**What is required**:
Report each line from the listing that the string "below" appears in.

◇ ◇ ◇ ◇ ◇ ◇ ◇

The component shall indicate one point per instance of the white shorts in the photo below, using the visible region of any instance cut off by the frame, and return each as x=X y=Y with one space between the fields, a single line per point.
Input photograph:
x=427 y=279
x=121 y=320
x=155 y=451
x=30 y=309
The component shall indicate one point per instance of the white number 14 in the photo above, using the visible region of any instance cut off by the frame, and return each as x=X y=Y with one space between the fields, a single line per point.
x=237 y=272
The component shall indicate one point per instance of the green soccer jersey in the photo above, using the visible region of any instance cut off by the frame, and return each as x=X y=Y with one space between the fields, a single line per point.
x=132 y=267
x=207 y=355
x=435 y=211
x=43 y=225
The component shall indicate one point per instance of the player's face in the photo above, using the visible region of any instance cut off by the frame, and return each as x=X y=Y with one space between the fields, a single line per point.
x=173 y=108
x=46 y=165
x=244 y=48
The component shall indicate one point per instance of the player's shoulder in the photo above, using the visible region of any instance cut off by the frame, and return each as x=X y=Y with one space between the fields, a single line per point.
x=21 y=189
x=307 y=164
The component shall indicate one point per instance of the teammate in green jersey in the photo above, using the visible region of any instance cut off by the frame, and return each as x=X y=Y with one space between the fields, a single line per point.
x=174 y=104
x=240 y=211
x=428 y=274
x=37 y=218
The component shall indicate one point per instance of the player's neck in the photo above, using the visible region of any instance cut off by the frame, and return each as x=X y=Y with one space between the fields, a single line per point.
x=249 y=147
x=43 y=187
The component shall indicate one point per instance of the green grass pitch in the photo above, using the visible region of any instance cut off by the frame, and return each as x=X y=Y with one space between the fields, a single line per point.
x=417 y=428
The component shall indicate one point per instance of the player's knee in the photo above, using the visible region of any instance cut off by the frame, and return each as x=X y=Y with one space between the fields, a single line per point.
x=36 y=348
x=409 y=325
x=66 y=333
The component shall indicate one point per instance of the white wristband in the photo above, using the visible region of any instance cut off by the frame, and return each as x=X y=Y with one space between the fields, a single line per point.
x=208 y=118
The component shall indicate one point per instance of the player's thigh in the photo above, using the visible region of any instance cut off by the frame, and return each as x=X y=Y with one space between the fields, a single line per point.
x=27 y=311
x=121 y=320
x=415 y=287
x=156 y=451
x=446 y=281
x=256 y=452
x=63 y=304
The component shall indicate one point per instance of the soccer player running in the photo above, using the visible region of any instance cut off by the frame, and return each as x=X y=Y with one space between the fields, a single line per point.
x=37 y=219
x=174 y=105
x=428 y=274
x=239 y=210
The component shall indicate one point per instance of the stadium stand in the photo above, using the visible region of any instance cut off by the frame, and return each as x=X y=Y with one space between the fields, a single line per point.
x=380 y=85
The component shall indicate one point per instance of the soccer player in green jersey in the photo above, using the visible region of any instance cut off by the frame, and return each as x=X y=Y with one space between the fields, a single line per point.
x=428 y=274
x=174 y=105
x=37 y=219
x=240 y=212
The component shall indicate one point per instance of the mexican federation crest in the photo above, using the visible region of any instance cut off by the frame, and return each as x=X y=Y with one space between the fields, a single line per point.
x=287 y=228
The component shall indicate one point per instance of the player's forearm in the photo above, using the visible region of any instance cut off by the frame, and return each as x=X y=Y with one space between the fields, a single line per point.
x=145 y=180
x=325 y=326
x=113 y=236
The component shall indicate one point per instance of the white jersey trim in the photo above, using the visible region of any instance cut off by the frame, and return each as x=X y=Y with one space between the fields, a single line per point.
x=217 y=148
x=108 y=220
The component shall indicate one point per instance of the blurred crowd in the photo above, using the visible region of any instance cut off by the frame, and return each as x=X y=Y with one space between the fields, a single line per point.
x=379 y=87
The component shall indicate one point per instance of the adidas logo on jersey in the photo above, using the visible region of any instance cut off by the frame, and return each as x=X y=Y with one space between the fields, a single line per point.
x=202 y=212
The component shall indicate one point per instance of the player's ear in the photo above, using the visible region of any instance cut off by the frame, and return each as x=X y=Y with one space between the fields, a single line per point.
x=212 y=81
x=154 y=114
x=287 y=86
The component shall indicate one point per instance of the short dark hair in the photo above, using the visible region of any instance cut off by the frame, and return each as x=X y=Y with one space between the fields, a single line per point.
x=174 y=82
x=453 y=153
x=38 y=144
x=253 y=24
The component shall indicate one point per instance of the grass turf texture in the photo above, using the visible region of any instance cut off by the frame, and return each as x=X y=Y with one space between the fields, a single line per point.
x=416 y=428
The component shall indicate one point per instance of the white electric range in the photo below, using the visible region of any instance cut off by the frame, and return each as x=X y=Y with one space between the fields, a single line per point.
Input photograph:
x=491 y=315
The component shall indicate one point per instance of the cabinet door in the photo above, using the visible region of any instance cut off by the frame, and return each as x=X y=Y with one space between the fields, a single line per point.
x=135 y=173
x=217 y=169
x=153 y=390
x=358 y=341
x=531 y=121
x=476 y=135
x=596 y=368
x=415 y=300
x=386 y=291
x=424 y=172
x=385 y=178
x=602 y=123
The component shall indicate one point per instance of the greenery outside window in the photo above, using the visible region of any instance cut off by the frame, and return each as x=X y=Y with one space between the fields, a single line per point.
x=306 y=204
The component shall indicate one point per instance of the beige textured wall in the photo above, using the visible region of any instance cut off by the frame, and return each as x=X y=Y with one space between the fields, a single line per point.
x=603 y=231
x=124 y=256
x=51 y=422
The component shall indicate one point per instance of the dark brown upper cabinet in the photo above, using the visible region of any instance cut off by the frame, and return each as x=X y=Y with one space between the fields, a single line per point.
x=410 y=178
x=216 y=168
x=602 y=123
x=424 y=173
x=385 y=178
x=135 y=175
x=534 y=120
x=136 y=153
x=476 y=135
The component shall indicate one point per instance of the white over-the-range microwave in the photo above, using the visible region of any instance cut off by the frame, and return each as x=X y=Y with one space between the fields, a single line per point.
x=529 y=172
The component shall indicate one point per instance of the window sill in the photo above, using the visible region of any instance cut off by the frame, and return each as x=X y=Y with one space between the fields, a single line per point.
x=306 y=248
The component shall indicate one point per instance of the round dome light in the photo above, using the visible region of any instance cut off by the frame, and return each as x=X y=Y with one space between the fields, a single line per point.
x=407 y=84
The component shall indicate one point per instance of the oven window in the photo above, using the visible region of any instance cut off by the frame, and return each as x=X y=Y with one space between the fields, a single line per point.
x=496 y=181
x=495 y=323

◇ ◇ ◇ ◇ ◇ ◇ ◇

**Task solution**:
The component shall indicate one point per instance of the white shorts in the photo below, using the visible region of any instance cut off by the frame, and return each as x=X y=Y with one space between the fields, a single line per point.
The component shall indicate one point per instance of the white electric range in the photo below, using the visible region of any instance cut off by the frame, and return each as x=X y=Y with one space between the fields, a single line per point.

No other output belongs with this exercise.